THE REQUEST: Return only the line that contains "In this exercise you will locate the red" and each line after it, through the last line of the data below, copied exactly.

EXERCISE MATERIALS:
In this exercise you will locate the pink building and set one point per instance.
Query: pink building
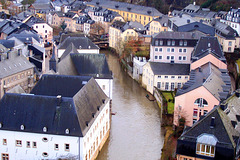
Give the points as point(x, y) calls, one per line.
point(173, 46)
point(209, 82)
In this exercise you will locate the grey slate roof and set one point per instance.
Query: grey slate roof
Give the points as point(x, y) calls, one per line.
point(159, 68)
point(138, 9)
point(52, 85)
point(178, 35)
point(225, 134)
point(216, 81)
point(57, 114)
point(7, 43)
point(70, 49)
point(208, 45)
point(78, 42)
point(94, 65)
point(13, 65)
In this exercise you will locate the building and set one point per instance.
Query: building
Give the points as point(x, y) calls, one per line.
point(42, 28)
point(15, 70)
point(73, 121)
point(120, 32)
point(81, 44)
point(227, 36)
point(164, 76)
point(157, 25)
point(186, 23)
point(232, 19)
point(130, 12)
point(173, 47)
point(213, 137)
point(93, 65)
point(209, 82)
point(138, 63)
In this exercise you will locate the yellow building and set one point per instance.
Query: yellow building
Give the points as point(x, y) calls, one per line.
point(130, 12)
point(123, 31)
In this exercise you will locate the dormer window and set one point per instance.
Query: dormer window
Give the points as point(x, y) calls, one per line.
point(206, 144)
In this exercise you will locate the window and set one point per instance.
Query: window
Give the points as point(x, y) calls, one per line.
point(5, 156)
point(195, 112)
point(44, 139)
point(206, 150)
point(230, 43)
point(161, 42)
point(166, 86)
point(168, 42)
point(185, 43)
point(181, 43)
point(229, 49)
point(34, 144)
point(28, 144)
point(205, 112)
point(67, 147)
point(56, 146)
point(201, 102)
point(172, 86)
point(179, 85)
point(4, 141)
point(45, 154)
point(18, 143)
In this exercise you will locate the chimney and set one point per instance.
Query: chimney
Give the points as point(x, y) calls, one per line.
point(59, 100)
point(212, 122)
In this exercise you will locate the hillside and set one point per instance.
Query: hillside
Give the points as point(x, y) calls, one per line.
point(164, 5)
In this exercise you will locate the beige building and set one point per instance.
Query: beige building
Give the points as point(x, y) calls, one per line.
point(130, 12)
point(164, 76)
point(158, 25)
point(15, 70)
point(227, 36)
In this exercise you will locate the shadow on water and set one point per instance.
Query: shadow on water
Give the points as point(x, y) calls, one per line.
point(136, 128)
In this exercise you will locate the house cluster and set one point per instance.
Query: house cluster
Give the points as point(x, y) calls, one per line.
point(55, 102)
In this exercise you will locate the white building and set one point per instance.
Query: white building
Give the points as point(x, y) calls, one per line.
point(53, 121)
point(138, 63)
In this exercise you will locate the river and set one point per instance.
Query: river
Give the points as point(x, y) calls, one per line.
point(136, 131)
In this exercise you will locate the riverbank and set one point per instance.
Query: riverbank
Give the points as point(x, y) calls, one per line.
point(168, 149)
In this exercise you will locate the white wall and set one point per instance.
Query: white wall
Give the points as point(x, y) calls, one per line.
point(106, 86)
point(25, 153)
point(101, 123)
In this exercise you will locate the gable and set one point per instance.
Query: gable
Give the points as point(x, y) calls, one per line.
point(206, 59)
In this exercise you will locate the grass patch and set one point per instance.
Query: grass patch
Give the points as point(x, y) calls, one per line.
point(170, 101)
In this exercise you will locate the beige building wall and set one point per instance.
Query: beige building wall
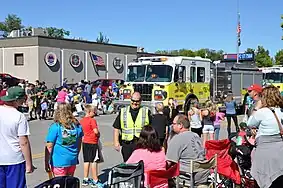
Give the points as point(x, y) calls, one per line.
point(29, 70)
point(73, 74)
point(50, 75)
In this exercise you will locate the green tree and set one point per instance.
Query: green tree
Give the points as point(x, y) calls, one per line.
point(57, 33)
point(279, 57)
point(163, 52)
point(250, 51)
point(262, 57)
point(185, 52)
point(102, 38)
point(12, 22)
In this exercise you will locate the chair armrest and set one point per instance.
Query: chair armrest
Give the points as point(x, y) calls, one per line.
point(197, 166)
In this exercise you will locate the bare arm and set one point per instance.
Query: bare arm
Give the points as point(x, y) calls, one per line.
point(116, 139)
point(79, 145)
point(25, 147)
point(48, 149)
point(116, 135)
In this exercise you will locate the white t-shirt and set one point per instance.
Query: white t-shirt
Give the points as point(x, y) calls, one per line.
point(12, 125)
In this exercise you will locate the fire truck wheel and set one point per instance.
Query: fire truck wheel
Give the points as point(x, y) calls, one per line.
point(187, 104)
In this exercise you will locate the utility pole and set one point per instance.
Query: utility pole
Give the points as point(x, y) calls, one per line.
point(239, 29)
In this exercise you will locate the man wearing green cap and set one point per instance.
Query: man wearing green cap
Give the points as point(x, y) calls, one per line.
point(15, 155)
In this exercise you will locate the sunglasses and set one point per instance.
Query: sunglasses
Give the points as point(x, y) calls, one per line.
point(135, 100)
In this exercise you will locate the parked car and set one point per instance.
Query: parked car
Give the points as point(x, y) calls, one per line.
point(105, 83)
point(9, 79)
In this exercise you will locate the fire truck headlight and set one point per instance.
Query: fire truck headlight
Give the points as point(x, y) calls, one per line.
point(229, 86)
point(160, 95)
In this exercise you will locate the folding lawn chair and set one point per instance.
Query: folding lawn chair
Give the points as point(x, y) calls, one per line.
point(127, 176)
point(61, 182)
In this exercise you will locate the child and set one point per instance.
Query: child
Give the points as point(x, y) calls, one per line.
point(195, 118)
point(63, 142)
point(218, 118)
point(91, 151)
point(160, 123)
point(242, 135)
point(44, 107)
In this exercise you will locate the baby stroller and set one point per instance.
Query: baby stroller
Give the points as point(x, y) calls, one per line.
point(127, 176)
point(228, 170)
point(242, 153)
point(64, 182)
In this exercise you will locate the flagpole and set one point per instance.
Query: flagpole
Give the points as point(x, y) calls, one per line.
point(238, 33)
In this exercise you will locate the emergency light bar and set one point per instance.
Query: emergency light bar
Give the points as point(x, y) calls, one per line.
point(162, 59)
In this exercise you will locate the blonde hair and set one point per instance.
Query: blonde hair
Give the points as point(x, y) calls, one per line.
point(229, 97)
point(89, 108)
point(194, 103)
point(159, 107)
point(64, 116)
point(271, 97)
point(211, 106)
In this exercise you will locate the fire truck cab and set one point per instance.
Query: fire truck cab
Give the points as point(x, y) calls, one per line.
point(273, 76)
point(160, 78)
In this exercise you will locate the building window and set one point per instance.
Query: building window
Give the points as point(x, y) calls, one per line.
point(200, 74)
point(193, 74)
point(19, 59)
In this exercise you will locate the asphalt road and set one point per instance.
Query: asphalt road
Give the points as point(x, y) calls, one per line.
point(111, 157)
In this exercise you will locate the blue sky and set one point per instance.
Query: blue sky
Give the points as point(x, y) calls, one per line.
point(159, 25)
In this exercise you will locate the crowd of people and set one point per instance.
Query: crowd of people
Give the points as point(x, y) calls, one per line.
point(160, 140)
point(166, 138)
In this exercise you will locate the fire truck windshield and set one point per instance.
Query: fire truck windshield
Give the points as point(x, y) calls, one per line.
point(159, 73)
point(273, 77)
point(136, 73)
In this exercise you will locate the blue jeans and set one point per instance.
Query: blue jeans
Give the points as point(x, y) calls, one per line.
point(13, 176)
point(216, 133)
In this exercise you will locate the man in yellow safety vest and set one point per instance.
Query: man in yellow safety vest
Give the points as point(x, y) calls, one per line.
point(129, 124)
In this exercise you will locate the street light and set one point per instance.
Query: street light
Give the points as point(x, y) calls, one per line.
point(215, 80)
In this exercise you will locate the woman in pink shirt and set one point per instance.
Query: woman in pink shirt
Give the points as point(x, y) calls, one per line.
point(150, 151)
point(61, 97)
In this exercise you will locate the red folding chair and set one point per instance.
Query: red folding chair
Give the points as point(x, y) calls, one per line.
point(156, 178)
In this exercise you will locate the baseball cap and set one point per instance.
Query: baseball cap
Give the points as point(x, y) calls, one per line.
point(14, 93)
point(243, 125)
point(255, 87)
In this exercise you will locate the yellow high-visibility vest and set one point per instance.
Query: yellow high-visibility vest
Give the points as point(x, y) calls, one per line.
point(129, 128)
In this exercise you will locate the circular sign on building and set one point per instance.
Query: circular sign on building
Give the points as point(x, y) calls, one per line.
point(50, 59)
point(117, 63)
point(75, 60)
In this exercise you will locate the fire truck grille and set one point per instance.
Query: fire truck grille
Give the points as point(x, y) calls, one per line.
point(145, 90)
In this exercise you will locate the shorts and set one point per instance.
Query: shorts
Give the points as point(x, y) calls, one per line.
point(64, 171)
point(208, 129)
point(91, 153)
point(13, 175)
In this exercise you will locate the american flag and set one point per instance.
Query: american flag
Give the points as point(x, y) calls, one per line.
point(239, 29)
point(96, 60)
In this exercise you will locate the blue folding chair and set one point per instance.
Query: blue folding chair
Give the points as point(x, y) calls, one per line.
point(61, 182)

CORRECT ANSWER:
In this exercise you will locate the red folding chair and set one point per instance.
Query: red folding chair
Give the points as point(x, y) calls, one per line.
point(156, 178)
In this exercise you will locate the baseball cap and set one point per instance.
Query: baseball cap
Give the points as point(x, y) calls, one per line.
point(14, 93)
point(243, 125)
point(255, 87)
In this exercise you will locate the yellow high-visibility vest and set one point per instance.
Query: yellow high-visibility vest
Give the points as point(x, y) calls, one per line.
point(129, 128)
In this exercise you will locate the circular sign on building and set one point per instance.
Query: circular sign on building
Give the points as point(x, y) calls, one per line.
point(50, 59)
point(117, 63)
point(75, 60)
In this exercise you will locate the fire truck grille and set one point per instance.
Query: fire truck grille
Give the points as point(x, y) calls, one per line.
point(145, 90)
In this exercise you will locate the shorts and set one point per instance.
Query: shorts
Give the points as point(x, y) calls, one per line.
point(64, 171)
point(208, 129)
point(91, 153)
point(13, 175)
In this exercise you will locate the american flag and set one point per instance.
Query: american flag
Give the points as point(x, y) calls, one per line.
point(239, 29)
point(96, 60)
In this exercise you will locate the blue folding chair and set one point per instance.
Query: blue folding chair
Give the points as point(x, y) calls, one per line.
point(61, 182)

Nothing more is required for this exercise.